▶ HOW TO COMPLETE THIS TASK
All that is wanted is an exact copy of the line containing "of the shrub" and the lines after it, through the end of the records.

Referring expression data
•••••

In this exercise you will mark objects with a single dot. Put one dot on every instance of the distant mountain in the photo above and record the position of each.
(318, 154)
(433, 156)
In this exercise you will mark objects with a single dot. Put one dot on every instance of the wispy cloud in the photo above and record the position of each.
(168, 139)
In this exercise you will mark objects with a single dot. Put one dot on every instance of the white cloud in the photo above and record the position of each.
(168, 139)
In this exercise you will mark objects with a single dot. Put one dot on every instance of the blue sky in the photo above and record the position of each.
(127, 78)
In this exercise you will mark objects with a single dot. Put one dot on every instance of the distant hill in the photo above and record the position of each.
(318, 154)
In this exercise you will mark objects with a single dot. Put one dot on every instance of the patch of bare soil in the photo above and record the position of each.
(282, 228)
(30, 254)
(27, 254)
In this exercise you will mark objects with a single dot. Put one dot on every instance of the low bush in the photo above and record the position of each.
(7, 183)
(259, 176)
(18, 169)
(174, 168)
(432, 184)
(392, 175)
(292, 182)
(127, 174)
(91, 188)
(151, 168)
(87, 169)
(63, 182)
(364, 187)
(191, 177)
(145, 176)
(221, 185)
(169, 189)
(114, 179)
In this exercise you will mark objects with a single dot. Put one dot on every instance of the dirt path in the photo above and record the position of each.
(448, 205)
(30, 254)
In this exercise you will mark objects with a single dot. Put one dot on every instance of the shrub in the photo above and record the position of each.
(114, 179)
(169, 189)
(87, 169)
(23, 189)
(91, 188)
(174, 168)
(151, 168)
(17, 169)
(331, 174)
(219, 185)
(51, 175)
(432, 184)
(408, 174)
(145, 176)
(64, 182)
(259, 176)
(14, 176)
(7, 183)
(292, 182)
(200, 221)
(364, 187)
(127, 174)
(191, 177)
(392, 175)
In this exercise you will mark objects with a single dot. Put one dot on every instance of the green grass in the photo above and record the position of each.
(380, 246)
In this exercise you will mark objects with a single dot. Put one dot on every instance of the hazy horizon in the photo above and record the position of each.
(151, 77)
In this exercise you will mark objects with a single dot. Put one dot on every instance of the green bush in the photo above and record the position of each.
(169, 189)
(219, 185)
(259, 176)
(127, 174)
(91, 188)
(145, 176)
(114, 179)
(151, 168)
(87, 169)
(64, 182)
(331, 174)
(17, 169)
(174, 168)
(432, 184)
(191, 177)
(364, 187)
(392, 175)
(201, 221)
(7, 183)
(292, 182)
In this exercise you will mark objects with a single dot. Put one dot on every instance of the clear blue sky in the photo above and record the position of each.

•••••

▶ SOLUTION TO THIS PROBLEM
In this exercise you will mark objects with a single dot. Put one dot on every instance of the shrub in the photo above and record the position of each.
(114, 179)
(169, 189)
(87, 169)
(23, 189)
(91, 188)
(174, 168)
(151, 168)
(17, 169)
(331, 174)
(219, 185)
(51, 175)
(432, 184)
(408, 174)
(145, 176)
(64, 182)
(259, 176)
(14, 176)
(7, 183)
(292, 182)
(200, 221)
(364, 187)
(127, 174)
(191, 177)
(392, 175)
In this exercise you will mark objects with a single dot. Put one dot on every instance of the green grass in the photo above and record the position of each.
(380, 246)
In this exercise you will mark objects with a single dot. Put one dot on every instance of the hazy horizon in the photo above and record the position of each.
(151, 77)
In this exercise you will mark objects with a single dot. Put one dot on every instance of the green bush in the photo above and record the position of each.
(169, 189)
(219, 185)
(259, 176)
(127, 174)
(91, 188)
(145, 176)
(114, 179)
(151, 168)
(87, 169)
(64, 182)
(331, 174)
(17, 169)
(174, 168)
(432, 184)
(191, 177)
(364, 187)
(392, 175)
(201, 221)
(7, 183)
(292, 182)
In this exercise you will mark objects with a single dot. Put one dot on every instance of the clear blue sky in the photo above and record the position of each.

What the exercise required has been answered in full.